Month: February 2017

Lessons of life: Birthing Freshness

About yesterday/two days ago, I decided to return to my concept of healthy living through eating as close to natural (and as seasonal) as possible, letting go of anxieties, studying/meditating on God’s word and getting enough rest for my body. This has already started helping me to eliminate ‘toxicity’ and waste from my mind and my body, and I’m already feeling energized more than I would ordinarily have. These ‘results’ are however, not entirely new to me as I have previously (about 2 years ago) subconsciously gone on a healthy/natural journey. But because I wasn’t so intentional/earnest with it, I got distracted along the line. But since this is my season of ‘intentionality’, I have decided on also being intentional about my mental and physical health. It also occurred to me yesterday that because I ‘naturally’ do very well in whatever I commit my heart to/determine in my heart to do, that my chances of doing well in this (and in any other stuff, really), are high (so long as I stay/remain committed to doing them).
Today again, while trying to consider why I may have been unable to sleep well, to achieve my daily goals and other related stuff, some very little ‘solutions’ began to drop into my mind: change (and wash) your beddings weekly, don’t repeat nightwear and day clothes (wash them daily), bath nightly, wash your ‘undies’ every day and other seemingly ‘personal-hygiene stuffs’. But this may be of greater effect than I can imagine, especially because a lack of doing these is usually as a result of ‘little foxes’: like a little tiredness here and there. And since it is the ‘little foxes that destroy the vine’, I may have to starve the current ones to death, and create NO room for more to come. I really hope this becomes a habit. I hope to take it a day at a time; rising immediately I fall.
As usual, I hope you join me along this journey of good intentions and actions in this 2017. God bless us all.

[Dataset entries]
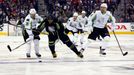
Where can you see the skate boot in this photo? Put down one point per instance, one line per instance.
(38, 55)
(54, 55)
(82, 50)
(28, 55)
(80, 55)
(102, 51)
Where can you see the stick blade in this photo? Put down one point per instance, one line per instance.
(9, 48)
(125, 54)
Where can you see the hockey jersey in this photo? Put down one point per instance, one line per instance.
(100, 20)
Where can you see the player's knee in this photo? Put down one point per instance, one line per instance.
(107, 39)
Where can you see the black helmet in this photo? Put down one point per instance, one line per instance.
(50, 17)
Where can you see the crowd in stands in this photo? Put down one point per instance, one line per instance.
(15, 9)
(63, 9)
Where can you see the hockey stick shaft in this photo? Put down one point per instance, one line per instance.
(8, 46)
(119, 45)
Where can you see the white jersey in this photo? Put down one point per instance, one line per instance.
(72, 24)
(100, 20)
(83, 21)
(30, 23)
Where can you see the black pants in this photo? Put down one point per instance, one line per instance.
(26, 36)
(103, 32)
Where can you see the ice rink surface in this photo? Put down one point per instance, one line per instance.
(67, 63)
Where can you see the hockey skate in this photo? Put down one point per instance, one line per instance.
(28, 55)
(80, 55)
(54, 55)
(82, 50)
(38, 55)
(102, 51)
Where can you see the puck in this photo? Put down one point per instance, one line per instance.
(40, 61)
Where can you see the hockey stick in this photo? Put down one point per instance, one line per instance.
(8, 46)
(45, 33)
(119, 45)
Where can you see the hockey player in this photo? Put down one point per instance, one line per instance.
(99, 21)
(56, 32)
(30, 34)
(83, 20)
(72, 26)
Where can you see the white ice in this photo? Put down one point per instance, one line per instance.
(67, 63)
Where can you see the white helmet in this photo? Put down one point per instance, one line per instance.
(75, 14)
(32, 11)
(104, 5)
(83, 12)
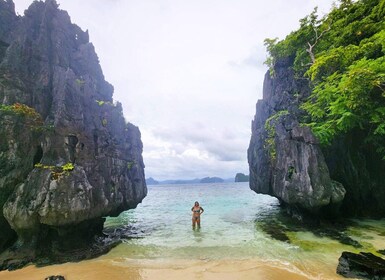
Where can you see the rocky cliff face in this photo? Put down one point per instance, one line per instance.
(67, 156)
(285, 158)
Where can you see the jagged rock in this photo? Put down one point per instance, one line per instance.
(61, 175)
(363, 266)
(285, 158)
(55, 277)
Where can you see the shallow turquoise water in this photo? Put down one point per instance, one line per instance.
(160, 228)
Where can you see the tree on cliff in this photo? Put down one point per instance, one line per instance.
(345, 68)
(240, 177)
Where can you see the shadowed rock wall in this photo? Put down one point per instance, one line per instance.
(60, 175)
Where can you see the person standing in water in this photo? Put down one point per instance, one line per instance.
(197, 211)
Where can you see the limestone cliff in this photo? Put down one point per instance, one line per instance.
(328, 75)
(67, 156)
(285, 158)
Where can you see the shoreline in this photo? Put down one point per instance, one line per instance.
(121, 268)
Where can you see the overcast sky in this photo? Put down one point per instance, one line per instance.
(188, 73)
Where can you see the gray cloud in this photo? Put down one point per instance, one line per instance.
(188, 73)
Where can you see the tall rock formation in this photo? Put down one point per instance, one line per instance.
(67, 157)
(338, 60)
(285, 158)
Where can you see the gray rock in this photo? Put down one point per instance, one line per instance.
(285, 158)
(361, 266)
(89, 160)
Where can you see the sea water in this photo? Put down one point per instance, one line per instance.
(160, 228)
(242, 236)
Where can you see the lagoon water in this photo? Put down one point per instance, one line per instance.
(231, 243)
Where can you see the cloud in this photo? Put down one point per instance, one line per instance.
(188, 73)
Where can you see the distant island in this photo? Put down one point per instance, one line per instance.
(240, 177)
(152, 181)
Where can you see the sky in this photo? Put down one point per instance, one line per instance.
(188, 73)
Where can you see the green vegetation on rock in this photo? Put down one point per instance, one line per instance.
(343, 57)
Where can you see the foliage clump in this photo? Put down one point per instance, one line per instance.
(343, 57)
(31, 117)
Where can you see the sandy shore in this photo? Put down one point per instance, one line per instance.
(130, 269)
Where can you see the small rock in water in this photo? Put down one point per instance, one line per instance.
(362, 265)
(55, 277)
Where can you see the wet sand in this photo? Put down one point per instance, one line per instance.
(136, 269)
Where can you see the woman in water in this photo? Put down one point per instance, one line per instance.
(197, 211)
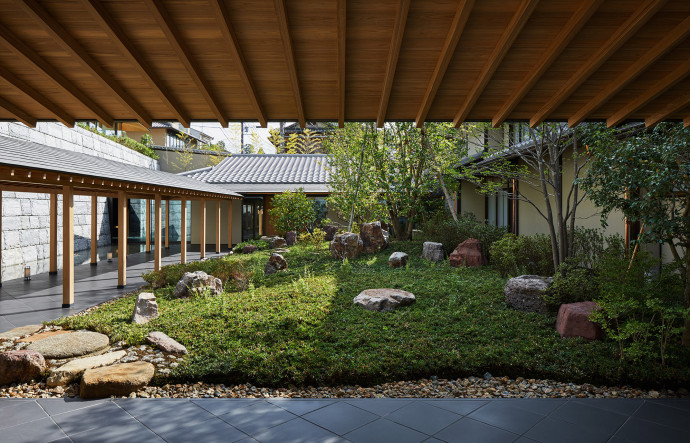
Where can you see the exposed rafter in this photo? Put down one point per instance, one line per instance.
(500, 50)
(60, 114)
(342, 39)
(221, 11)
(677, 34)
(37, 62)
(461, 15)
(641, 15)
(68, 43)
(396, 42)
(165, 22)
(564, 37)
(290, 59)
(650, 94)
(135, 57)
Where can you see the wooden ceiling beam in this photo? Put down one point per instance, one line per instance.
(135, 57)
(459, 21)
(650, 94)
(558, 44)
(165, 22)
(393, 54)
(641, 15)
(60, 114)
(32, 58)
(281, 14)
(675, 36)
(221, 11)
(500, 50)
(68, 43)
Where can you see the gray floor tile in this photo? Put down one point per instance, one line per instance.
(383, 430)
(297, 431)
(506, 417)
(340, 418)
(467, 430)
(423, 417)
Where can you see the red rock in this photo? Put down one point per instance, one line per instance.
(468, 253)
(573, 321)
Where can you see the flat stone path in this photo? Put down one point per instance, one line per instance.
(341, 420)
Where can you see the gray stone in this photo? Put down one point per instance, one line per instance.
(384, 300)
(398, 260)
(145, 309)
(74, 344)
(165, 343)
(433, 251)
(525, 292)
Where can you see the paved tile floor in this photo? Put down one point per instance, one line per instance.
(355, 420)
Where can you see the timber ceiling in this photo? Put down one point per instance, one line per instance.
(355, 60)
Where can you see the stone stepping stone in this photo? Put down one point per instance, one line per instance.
(384, 300)
(119, 380)
(68, 372)
(75, 344)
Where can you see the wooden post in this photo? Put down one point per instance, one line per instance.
(202, 232)
(148, 225)
(122, 240)
(67, 246)
(157, 232)
(52, 270)
(183, 231)
(94, 230)
(167, 224)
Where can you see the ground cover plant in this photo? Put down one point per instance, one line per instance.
(300, 326)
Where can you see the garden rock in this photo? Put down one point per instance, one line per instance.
(118, 380)
(525, 292)
(397, 260)
(196, 283)
(374, 237)
(468, 253)
(70, 371)
(432, 251)
(384, 300)
(165, 343)
(347, 245)
(275, 263)
(145, 309)
(20, 366)
(573, 321)
(74, 344)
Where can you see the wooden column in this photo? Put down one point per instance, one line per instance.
(157, 232)
(121, 239)
(94, 230)
(67, 246)
(202, 232)
(148, 225)
(52, 270)
(183, 231)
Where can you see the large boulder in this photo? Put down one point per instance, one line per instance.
(196, 283)
(374, 237)
(347, 245)
(276, 262)
(432, 251)
(384, 300)
(119, 380)
(397, 260)
(468, 253)
(573, 321)
(20, 366)
(525, 292)
(145, 308)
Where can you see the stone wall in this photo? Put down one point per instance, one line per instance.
(25, 216)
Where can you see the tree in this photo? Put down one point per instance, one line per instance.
(646, 176)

WORK TASK 1: In the healthy-living blog post, about how long ago did the writer first go on a healthy, natural journey?
WORK TASK 2: Extend the healthy-living blog post with the next passage, picking up after its final sentence.

RESPONSE AREA 1: About two years ago.

RESPONSE AREA 2:
P.S:
1. You may have learnt that if you really want me to do anything, just get me to ‘buy the market’ (that is, buy into the ‘vision’). LOL
2. If you have some thoughts about my use of synonyms/similar words together, just also consider me to be your Amplified version of the bible today. I really hope you get this joke
3. If we take some time to really pay attention to ourselves, we will discover a whole lot about us, and about how much we can (not) do.
4. I am squarely facing getting over an old bad habit. I may have to re-birt new habits over it, and starve it to death.
Ciao tutti!

Dear Bae, hoping for much better days.

2 things sadden me right now. First, my hair, and then, my phone.
Since the better part of last week, I have been desiring to braid my hair with ‘attachments’, mostly to keep my natural hair out of the way for a while, and then, to look beautifully different. I had a very slim budget for it: 3k financial, a couple of hours of finding a befitting place, and then, some more hours for making the hair- roughly 8-10hors and 3k. Dear bae, I spent 5k and about 80 hours- at least 74hours were spent in anxiety! I consumed my poor mind with where to get a good hair done with a 3k financial budget within Lekki-Ajah (for about 3 whole days or more). Then, I got a place at Ikota shopping complex yesterday, and spent about six hours making ‘feathers’ for 5k. As in, from 3k to 5k! Not funny. Worse, I don’t like the hair. This salon spoke a good game, but the outcome is just very ordinary. The only thing I enjoyed was their clean toilet, which I used only once. I was angry about the hair, but typical me, I smiled, said thank you, took their numbers and left. To add that they refused to ‘on gen’, and made me make my hair in heat until NEPA brought the light (because to them, 3k was too small a money), chai! Anyway, the lady that made my hair pulled softly, and I almost didn’t feel pain, until a second person joined and it almost gave me the ‘grains.
I am more angry (working on doucing it), that I spent more than my financial budget for such an ordinary hair. I felt so used when I saw the done deal. Actually, I started hating the hair when the braiding started taking shape, cause I saw everything, courtesy of the mirror that was ever before me.
If I had money right now, I’ll walk into a good (in deeds) natural hair salon, lose it, and twist my natural hair, and be HAPPY. Gosh, I feel very bad. Who put me up to this? I’m already crying (can you hold me for a second while I shed tears of disappointment). They talked such a good game that I was expecting the hair to blow my mind- but it’s just very ordinary. And to think that I almost doubled my financial budget for it! And to add that they wanted to charge me about 8k o! Kai, had I spent 8k on this hair, I might just have been heart broken.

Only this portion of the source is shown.